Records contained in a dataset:
---

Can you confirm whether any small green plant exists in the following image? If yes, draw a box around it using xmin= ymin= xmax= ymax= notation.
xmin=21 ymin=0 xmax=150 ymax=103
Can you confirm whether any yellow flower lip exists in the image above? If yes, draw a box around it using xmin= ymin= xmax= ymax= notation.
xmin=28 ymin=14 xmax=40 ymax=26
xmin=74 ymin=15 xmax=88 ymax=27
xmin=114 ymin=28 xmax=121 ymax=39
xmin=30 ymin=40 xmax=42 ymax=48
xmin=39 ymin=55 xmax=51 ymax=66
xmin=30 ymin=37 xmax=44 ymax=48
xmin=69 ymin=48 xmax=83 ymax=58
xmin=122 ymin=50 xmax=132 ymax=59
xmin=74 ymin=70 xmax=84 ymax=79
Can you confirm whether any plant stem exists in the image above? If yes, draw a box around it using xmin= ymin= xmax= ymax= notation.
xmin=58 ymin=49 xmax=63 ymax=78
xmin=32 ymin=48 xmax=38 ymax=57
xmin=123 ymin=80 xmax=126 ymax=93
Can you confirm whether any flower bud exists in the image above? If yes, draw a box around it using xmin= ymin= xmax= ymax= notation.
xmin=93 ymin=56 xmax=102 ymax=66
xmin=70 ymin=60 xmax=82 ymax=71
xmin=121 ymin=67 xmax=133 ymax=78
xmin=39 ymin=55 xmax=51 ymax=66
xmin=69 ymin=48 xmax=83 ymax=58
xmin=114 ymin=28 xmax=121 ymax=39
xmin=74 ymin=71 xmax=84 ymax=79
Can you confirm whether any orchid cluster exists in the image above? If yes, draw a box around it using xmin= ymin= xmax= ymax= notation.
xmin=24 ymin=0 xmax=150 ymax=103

---

REQUIREMENTS: Switch each "draw a box around it" in the records above to "mark it with a box", and write all the lines out again with nothing else changed.

WRITTEN SOLUTION:
Can you confirm whether any small green plant exists in the following image? If yes, mark it with a box using xmin= ymin= xmax= ymax= notation.
xmin=21 ymin=0 xmax=150 ymax=103
Can you confirm whether any yellow flower lip exists in the image above? If yes, mark it with a box using xmin= ymin= xmax= ymax= notation.
xmin=28 ymin=14 xmax=40 ymax=26
xmin=74 ymin=15 xmax=88 ymax=27
xmin=114 ymin=28 xmax=121 ymax=39
xmin=30 ymin=40 xmax=42 ymax=48
xmin=39 ymin=55 xmax=51 ymax=66
xmin=30 ymin=37 xmax=44 ymax=48
xmin=69 ymin=48 xmax=83 ymax=58
xmin=122 ymin=50 xmax=132 ymax=59
xmin=74 ymin=70 xmax=84 ymax=79
Can you confirm whether any plant stem exists in the image above? If yes, mark it with a box using xmin= ymin= xmax= ymax= notation.
xmin=58 ymin=49 xmax=63 ymax=78
xmin=32 ymin=48 xmax=38 ymax=57
xmin=123 ymin=80 xmax=126 ymax=93
Can you confirm whether any flower bud exists in the image above? If yes, mark it with a box using xmin= ymin= xmax= ymax= notation.
xmin=93 ymin=56 xmax=102 ymax=66
xmin=70 ymin=60 xmax=82 ymax=71
xmin=121 ymin=67 xmax=133 ymax=78
xmin=39 ymin=55 xmax=51 ymax=66
xmin=69 ymin=48 xmax=83 ymax=58
xmin=114 ymin=28 xmax=121 ymax=39
xmin=74 ymin=71 xmax=84 ymax=79
Can you confirm whether any orchid cluster exists in the image above? If yes, mark it with a box using xmin= ymin= xmax= ymax= notation.
xmin=24 ymin=0 xmax=150 ymax=103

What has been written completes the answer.